EXCERPT PROVIDED:
★ ★ ★ ★

By Stuart Mann
A major new scholarship fund has been created to help clergy and lay members attend courses at St. George’s College in Jerusalem, one of the leading centres of continuing education in the Anglican Communion.
A $250,000 grant from the Diocese of Toronto’s Our Faith-Our Hope campaign has established The Most Reverend Frederick James Hiltz Scholarship Fund, named after the Primate of the Anglican Church of Canada.
“I’m enormously grateful for the generosity of the diocese to establish this scholarship,” says Archbishop Hiltz. “It’s a wonderful act and it’s very humbling to have my name attached to it. My prayer is that the scholarship will prove to be a great blessing for the people who receive it and have the opportunity to go to St. George’s.”
Four to five scholarships will be awarded annually. All active clergy of the Diocese of Toronto, members of religious orders, postulants and laity, including Diocesan Centre and parish staff, are eligible to apply. Preference will be given to applicants in the Diocese of Toronto but others across Canada can apply as well.
The scholarships will cover the full cost of tuition and related expenses for programs at St. George’s College, which offers a variety of courses on Jesus, early Christianity, the Holy Land, the Bible and Muslim-Christian relations. Several courses combine classroom learning with visits to key sites in the Holy Land.
Archbishop Hiltz says he was surprised that the scholarship was named after him. “It came right out of the blue. It’s beautiful.” Although he has visited St. George’s College many times, he has not actually studied there – a situation he hopes to remedy soon. “To do a course there is on my bucket list,” he says.
He is pleased that the funds will allow people to visit the Holy Land, which he says can be a life-changing experience. “Most people who’ve been to the Holy Land, particularly the Diocese of Jerusalem and St. George’s College, say it flavours forever the way they read the scriptures and the way they preach. When you’ve walked the land and met the people, your view of the Church’s witness there is enhanced.”
The scholarship fund was named after Archbishop Hiltz because of his deep commitment to the college and the Diocese of Jerusalem, says Bishop Philip Poole, a retired suffragan bishop in the Diocese of Toronto and one of the people responsible for creating the award.

★ ★ ★ ★

DATA LISTING:

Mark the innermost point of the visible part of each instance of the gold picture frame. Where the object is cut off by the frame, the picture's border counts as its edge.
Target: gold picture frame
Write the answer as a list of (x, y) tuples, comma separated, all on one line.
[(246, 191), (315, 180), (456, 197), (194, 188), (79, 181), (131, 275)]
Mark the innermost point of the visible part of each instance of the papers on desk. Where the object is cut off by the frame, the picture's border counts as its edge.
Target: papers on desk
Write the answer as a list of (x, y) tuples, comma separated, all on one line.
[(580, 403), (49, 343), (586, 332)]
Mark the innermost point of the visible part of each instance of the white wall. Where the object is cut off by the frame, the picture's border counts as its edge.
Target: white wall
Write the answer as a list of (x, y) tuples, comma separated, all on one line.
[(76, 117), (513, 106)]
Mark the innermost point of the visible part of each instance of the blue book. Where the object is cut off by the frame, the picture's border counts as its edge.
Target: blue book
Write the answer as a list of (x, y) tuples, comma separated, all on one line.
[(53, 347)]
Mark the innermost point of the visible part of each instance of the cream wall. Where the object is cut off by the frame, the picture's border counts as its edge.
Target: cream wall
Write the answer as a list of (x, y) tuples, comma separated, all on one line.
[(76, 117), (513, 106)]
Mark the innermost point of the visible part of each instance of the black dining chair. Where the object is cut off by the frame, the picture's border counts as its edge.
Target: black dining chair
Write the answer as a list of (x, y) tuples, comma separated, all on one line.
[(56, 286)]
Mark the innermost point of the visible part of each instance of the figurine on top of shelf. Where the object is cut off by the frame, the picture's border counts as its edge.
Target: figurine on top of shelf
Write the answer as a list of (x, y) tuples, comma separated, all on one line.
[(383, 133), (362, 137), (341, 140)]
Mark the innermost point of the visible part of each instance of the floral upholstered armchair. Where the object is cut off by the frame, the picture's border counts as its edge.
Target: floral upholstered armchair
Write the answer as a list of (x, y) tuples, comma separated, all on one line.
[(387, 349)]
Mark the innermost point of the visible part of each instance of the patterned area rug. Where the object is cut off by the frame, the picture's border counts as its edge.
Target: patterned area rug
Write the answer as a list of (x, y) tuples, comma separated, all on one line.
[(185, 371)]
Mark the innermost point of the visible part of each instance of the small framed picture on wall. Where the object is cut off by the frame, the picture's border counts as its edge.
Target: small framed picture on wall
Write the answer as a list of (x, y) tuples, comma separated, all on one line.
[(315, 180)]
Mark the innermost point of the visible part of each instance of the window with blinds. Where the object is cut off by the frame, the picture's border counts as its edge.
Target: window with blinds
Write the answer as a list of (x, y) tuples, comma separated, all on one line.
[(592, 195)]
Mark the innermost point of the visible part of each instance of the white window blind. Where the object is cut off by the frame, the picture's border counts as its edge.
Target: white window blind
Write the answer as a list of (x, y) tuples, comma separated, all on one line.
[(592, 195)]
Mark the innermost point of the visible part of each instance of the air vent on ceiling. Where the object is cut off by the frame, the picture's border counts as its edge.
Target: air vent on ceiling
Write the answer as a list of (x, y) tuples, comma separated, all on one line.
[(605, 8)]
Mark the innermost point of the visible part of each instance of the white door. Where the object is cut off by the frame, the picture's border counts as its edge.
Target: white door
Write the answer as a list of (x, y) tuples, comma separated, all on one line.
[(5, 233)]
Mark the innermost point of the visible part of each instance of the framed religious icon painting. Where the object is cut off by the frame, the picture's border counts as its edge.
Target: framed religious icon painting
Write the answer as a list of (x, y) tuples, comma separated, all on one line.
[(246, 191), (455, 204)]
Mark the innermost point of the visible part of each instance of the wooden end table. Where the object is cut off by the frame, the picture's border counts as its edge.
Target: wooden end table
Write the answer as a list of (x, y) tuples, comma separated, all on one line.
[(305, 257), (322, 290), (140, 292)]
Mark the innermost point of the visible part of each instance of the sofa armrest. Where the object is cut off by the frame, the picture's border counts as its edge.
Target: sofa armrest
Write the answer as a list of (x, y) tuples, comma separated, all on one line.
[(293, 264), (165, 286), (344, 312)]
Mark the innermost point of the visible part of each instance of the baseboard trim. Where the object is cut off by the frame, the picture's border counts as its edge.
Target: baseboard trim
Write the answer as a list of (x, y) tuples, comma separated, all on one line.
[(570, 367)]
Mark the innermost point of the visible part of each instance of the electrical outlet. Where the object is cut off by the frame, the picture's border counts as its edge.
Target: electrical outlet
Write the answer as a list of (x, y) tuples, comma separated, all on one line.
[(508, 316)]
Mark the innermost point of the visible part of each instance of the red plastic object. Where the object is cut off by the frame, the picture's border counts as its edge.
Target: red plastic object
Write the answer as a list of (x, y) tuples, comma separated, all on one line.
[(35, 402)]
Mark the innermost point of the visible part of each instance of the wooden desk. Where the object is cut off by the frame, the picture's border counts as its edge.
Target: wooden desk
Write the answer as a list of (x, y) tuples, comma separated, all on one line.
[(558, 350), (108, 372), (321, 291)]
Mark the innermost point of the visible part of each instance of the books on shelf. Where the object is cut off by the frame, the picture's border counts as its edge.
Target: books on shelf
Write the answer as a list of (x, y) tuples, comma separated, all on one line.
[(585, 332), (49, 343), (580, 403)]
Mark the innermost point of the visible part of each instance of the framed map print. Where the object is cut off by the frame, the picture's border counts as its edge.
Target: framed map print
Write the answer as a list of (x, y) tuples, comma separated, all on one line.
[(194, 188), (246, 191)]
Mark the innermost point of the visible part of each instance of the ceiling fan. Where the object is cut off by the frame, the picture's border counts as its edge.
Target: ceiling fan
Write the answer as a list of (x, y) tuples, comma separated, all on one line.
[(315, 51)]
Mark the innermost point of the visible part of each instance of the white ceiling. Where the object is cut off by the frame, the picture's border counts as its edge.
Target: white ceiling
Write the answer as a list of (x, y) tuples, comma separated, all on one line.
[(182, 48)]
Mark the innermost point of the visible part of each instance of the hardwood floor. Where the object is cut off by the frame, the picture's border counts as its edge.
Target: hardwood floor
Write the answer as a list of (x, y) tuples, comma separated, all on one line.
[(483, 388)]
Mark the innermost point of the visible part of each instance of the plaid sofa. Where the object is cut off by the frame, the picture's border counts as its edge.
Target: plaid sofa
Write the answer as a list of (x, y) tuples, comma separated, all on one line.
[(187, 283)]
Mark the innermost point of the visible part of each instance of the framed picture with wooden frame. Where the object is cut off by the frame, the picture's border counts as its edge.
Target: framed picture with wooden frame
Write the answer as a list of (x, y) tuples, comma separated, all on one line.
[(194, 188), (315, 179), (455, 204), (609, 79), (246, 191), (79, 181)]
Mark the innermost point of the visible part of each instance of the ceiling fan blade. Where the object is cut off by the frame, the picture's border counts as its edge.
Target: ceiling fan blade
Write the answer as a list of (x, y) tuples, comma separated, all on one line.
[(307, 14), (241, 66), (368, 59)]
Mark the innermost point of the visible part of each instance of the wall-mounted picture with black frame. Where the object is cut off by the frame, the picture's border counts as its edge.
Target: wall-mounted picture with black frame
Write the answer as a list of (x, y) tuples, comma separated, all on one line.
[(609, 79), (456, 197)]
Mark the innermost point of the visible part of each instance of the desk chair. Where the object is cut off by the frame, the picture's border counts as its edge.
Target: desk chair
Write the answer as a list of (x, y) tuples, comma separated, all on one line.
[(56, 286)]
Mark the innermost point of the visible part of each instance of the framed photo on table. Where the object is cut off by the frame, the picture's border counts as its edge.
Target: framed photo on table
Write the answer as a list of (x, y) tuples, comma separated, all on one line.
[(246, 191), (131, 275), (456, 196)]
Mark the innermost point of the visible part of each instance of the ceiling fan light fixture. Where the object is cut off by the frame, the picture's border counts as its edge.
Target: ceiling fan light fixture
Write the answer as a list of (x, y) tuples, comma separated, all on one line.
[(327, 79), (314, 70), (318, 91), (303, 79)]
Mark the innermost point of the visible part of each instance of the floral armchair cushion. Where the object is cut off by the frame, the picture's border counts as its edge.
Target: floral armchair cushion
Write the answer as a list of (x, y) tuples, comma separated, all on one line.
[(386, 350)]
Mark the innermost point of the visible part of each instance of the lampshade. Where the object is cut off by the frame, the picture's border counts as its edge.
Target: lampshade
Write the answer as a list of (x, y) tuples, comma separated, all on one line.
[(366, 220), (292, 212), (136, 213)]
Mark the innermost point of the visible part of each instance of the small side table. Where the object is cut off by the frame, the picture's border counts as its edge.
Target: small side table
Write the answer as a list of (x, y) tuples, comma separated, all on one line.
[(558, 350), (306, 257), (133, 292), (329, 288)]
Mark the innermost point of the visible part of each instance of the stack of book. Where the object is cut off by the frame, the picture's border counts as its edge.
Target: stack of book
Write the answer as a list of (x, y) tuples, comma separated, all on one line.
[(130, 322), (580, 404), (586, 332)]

★ ★ ★ ★

WHAT YOU WILL DO:
**A.** Answer these from the article on the St. George's College scholarship fund:
(i) How large was the grant that established the fund, and which campaign provided it?
(ii) How many scholarships will be awarded each year?
(iii) What position does Bishop Philip Poole hold?
**B.** Write a continuation of the article on the St. George's College scholarship fund, beginning after its final sentence.

ANSWER SET:
**A.**
(i) $250,000, from the Diocese of Toronto's Our Faith-Our Hope campaign.
(ii) Four to five.
(iii) He is a retired suffragan bishop in the Diocese of Toronto.

**B.**
Since Archbishop Hiltz was elected Primate in 2007, the Anglican Church of Canada and the Diocese of Jerusalem have undertaken several initiatives to strengthen ties with each other. Canadian Anglicans observe Jerusalem Sunday each spring. The Companions of Jerusalem was established to support the Anglican Church in the Middle East. Archbishop Hiltz and national church staff have visited the diocese five times and Archbishop Suheil Dawani of the Diocese of Jerusalem has come to Canada on several occasions.
Archbishop Hiltz says the scholarship fund is a recognition of the close ties between the Canadian and Jerusalem churches. “In many respects, when I look at the scholarship with my name attached to it, it’s very humbling. But for me, it’s a recognition of the Anglican Church of Canada’s commitment to the Diocese of Jerusalem and St. George’s College.”
One of the college’s most popular courses is a 10-day program called The Palestine of Jesus, which gives people the opportunity to study at the college and then explore the major holy sites in Israel. While there, students can worship at St. George the Martyr Cathedral in Jerusalem, which has a Sunday service in both English and Arabic.
“We hope that people who take these scholarships will come back and spread what they’ve learned and experienced throughout our Church,” says Bishop Poole. He has taken courses at the college and calls it a “gem” of the Anglican Communion.
St. George’s College is located in the cathedral close, which also houses the office of the Bishop of Jerusalem. The diocese covers five countries – Israel, Palestine, Jordan, Lebanon and Syria – and is home to about 30 parishes. It has four main priorities: hospitality, healthcare, education and reconciliation.